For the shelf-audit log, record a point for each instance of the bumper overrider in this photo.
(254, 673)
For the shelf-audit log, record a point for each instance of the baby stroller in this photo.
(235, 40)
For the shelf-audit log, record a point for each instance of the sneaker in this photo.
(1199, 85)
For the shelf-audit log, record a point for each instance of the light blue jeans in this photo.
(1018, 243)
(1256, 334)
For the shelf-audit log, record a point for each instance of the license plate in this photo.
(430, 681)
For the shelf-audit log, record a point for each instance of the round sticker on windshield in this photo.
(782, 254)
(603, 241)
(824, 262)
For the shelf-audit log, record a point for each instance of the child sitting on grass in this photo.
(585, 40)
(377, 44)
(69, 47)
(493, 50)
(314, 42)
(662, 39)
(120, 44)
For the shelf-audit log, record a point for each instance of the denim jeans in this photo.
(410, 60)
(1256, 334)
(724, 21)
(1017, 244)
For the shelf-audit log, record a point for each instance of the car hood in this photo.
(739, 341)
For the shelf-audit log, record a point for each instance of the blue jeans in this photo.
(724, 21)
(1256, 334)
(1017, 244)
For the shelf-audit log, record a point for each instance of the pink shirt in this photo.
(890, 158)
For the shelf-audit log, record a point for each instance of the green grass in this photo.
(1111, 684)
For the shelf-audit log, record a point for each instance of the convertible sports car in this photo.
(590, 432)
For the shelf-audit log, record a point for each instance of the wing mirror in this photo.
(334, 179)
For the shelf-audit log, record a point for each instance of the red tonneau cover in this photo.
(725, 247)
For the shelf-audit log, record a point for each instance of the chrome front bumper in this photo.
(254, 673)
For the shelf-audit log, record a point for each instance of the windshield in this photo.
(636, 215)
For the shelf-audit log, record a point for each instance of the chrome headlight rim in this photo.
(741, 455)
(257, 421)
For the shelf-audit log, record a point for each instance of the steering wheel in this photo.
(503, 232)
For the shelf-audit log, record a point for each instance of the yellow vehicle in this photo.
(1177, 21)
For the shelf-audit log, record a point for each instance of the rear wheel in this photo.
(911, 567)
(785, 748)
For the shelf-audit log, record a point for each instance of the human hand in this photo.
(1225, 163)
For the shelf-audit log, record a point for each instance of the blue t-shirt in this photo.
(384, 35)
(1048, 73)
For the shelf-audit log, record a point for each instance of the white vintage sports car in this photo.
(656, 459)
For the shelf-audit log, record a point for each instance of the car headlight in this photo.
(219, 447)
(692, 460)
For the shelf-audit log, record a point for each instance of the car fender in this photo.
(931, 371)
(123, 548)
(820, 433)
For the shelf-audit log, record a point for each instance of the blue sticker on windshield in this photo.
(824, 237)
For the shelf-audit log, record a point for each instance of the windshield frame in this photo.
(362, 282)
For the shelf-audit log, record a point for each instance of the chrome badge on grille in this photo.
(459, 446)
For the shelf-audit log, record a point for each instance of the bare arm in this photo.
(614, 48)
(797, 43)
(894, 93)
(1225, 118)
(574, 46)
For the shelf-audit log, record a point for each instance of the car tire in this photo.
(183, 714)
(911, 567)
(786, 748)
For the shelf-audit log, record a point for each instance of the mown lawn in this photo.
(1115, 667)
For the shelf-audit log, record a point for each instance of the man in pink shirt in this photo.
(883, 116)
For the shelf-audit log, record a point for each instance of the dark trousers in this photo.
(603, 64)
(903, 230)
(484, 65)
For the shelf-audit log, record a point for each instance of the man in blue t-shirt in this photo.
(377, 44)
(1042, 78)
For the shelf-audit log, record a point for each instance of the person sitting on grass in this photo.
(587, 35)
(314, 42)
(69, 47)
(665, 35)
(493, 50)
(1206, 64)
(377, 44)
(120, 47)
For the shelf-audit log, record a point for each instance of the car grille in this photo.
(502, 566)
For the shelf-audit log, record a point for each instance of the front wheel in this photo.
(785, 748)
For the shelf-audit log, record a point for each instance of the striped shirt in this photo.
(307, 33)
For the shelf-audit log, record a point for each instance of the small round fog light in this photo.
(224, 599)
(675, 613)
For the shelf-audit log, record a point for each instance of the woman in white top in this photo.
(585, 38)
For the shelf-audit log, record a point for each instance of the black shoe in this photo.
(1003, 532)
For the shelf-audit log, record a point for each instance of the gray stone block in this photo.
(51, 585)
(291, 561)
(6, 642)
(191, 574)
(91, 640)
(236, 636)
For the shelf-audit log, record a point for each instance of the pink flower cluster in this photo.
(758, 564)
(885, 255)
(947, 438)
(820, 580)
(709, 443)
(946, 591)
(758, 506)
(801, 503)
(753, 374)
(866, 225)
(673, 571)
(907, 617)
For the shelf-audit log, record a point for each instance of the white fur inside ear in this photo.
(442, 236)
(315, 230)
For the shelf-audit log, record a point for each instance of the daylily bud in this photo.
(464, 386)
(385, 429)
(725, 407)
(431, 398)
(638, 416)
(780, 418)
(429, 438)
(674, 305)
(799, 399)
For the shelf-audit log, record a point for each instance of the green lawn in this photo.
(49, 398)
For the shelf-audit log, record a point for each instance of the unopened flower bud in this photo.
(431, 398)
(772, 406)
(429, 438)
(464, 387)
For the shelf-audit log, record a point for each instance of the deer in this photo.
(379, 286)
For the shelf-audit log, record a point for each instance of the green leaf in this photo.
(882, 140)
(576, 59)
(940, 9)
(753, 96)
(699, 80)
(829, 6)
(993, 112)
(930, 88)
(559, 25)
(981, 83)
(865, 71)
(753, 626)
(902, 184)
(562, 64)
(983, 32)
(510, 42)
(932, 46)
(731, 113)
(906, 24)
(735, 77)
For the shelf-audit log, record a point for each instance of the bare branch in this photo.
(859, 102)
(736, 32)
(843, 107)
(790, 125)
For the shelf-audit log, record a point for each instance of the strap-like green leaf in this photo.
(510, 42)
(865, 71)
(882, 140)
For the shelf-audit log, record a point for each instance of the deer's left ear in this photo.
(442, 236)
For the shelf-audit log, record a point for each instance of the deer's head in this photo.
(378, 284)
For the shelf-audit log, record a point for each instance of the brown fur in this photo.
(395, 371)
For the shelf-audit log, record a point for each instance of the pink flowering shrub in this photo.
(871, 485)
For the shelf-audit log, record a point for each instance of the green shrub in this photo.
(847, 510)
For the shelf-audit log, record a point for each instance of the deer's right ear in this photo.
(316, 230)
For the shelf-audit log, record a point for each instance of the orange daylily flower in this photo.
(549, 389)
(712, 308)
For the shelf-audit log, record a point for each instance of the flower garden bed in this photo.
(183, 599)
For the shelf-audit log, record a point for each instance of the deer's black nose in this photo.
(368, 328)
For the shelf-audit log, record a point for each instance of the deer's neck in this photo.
***
Repeat all of the records above exactly as written.

EXERCISE SOLUTION:
For the shelf-audit log, record a point for each instance of the bumper overrider in this photo.
(254, 673)
For the shelf-audit log, record a point for each instance of the baby stroller in this photo.
(235, 40)
For the shelf-audit log, record a point for each instance of the sneaker in this photo.
(1199, 85)
For the shelf-audit log, record a point for each instance of the light blue jeans in this photo.
(1018, 243)
(1256, 334)
For the shelf-audit log, record a point for each instance of the license plate in this photo.
(430, 681)
For the shelf-audit log, record a point for each instance of the round sticker on windshield in this photo.
(782, 254)
(603, 241)
(824, 262)
For the shelf-audit log, record a point for each instance of the child sitting on grass in this photo.
(585, 40)
(377, 44)
(69, 47)
(493, 50)
(314, 42)
(662, 39)
(120, 44)
For the shelf-audit log, record a point for each instance of the denim jeans in this photo.
(410, 60)
(1256, 334)
(724, 21)
(1017, 244)
For the shelf-audit log, record a point for each instance of the car hood in this photo.
(739, 341)
For the shelf-audit log, record a point for each instance of the blue jeans in this photo.
(724, 21)
(1256, 334)
(1017, 244)
For the shelf-audit log, record a point for each instance of the pink shirt in this photo.
(890, 158)
For the shelf-audit log, record a point for each instance of the green grass in this photo.
(1111, 684)
For the shelf-audit log, record a point for each instance of the convertible sports car in this photo.
(590, 432)
For the shelf-audit log, record a point for each instance of the wing mirror in this photo.
(334, 179)
For the shelf-audit log, record a point for each instance of the red tonneau cover in this photo.
(725, 247)
For the shelf-audit log, record a point for each instance of the chrome front bumper in this photo.
(254, 673)
For the shelf-audit log, record a point for each instance of the windshield in this photo.
(636, 215)
For the shelf-audit log, record a point for each instance of the chrome headlight rim in this photo.
(741, 455)
(257, 421)
For the shelf-audit log, record a point for each instance of the steering wheel in this photo.
(503, 232)
For the shelf-audit log, record a point for each instance of the yellow vehicle in this photo.
(1177, 21)
For the shelf-audit log, record a point for each instance of the rear wheel in this photo.
(911, 567)
(785, 748)
For the shelf-audit log, record a point for each instance of the human hand in this photo.
(1225, 163)
For the shelf-audit log, record a point for each instance of the blue t-shirt in this photo.
(384, 35)
(1048, 73)
For the shelf-audit log, record a point for each instance of the white vintage sports car in this photo.
(656, 459)
For the shelf-audit log, record a point for each instance of the car headlight in this photo.
(219, 447)
(692, 460)
For the shelf-audit log, record a point for each instance of the car fender in this photo.
(931, 371)
(123, 548)
(820, 433)
For the shelf-audit log, record a point for each instance of the blue sticker on windshield in this photo.
(824, 237)
For the shelf-audit log, record a point for each instance of the windshield frame in this photo.
(362, 282)
For the shelf-audit log, record a point for each instance of the chrome badge on grille in this photo.
(459, 446)
For the shelf-audit log, record a point for each instance of the bare arm in this photo.
(614, 48)
(797, 43)
(894, 93)
(1225, 118)
(574, 46)
For the shelf-audit log, record a point for each instance of the car tire in this photo.
(183, 714)
(911, 567)
(786, 748)
For the shelf-audit log, record a point for each instance of the mown lawn in this photo.
(1115, 667)
For the shelf-audit log, record a point for each instance of the man in pink shirt in this photo.
(883, 116)
For the shelf-audit log, record a point for each instance of the dark trousers in this photo.
(603, 64)
(903, 230)
(484, 65)
For the shelf-audit log, record a point for each instance of the man in blue t-shirt in this photo.
(377, 44)
(1042, 78)
For the shelf-audit log, record a point for each instance of the person sitting on grass in this photo.
(587, 35)
(314, 42)
(69, 47)
(665, 35)
(493, 50)
(1206, 64)
(377, 44)
(120, 47)
For the shelf-audit log, record a point for each instance of the car grille in this photo.
(502, 566)
For the shelf-audit log, record a point for each instance of the front wheel in this photo.
(785, 748)
For the shelf-audit log, record a point for each instance of the striped shirt in this photo.
(307, 33)
For the shelf-audit log, record a point for each instance of the small round fog light in this photo.
(224, 599)
(675, 613)
For the shelf-audit log, record a point for each instance of the woman in white top in this photo.
(585, 38)
For the shelf-audit log, record a point for each instance of the black shoe in this photo.
(1003, 532)
For the shelf-audit log, record a point for each instance of the gray stone block in this photo.
(51, 585)
(291, 561)
(6, 642)
(191, 574)
(91, 640)
(236, 636)
For the shelf-audit log, record a point for each instance of the pink flower cluster in this photo.
(758, 564)
(885, 255)
(947, 438)
(820, 580)
(709, 443)
(946, 591)
(758, 506)
(801, 503)
(753, 374)
(866, 225)
(673, 571)
(907, 617)
For the shelf-audit log, record a point for each instance of the white fur inside ear in this photo.
(442, 236)
(315, 230)
For the shelf-audit log, record a point for each instance of the daylily bud in this photo.
(464, 386)
(385, 429)
(725, 407)
(431, 398)
(638, 416)
(780, 418)
(429, 438)
(674, 305)
(799, 399)
For the shelf-audit log, record a point for each instance of the green lawn in this photo.
(49, 398)
For the shelf-audit log, record a point for each instance of the unopened flower bud in this photo.
(431, 398)
(772, 406)
(429, 438)
(464, 387)
For the shelf-audit log, record a point for each instance of the deer in this photo.
(379, 286)
For the shelf-audit log, record a point for each instance of the green leaf in this photo.
(882, 140)
(576, 59)
(940, 9)
(753, 96)
(699, 80)
(829, 6)
(993, 112)
(930, 88)
(559, 25)
(981, 83)
(865, 71)
(753, 626)
(902, 184)
(562, 64)
(983, 32)
(510, 42)
(932, 46)
(731, 113)
(906, 24)
(735, 77)
For the shelf-audit log, record a point for each instance of the bare branch in this photo.
(859, 102)
(736, 32)
(843, 107)
(790, 125)
For the shelf-audit log, record a point for each instance of the strap-like green leaf in this photo.
(510, 42)
(865, 71)
(882, 140)
For the shelf-audit log, record a point for each instance of the deer's left ear in this photo.
(442, 236)
For the shelf-audit log, record a point for each instance of the deer's head in this photo.
(378, 284)
For the shelf-audit log, record a point for each instance of the brown fur in this photo.
(395, 371)
For the shelf-audit log, record a point for each instance of the pink flowering shrub in this photo.
(871, 485)
For the shelf-audit log, record a point for each instance of the green shrub in this photo.
(847, 510)
For the shelf-audit log, record a point for each instance of the deer's right ear in this photo.
(316, 230)
For the shelf-audit log, record a point for each instance of the orange daylily flower in this photo.
(549, 389)
(712, 308)
For the shelf-audit log, record a point for each instance of the flower garden bed in this photo.
(183, 599)
For the shelf-audit log, record a point for each instance of the deer's black nose in this photo.
(368, 328)
For the shelf-audit log, record a point for each instance of the deer's neck in this photo.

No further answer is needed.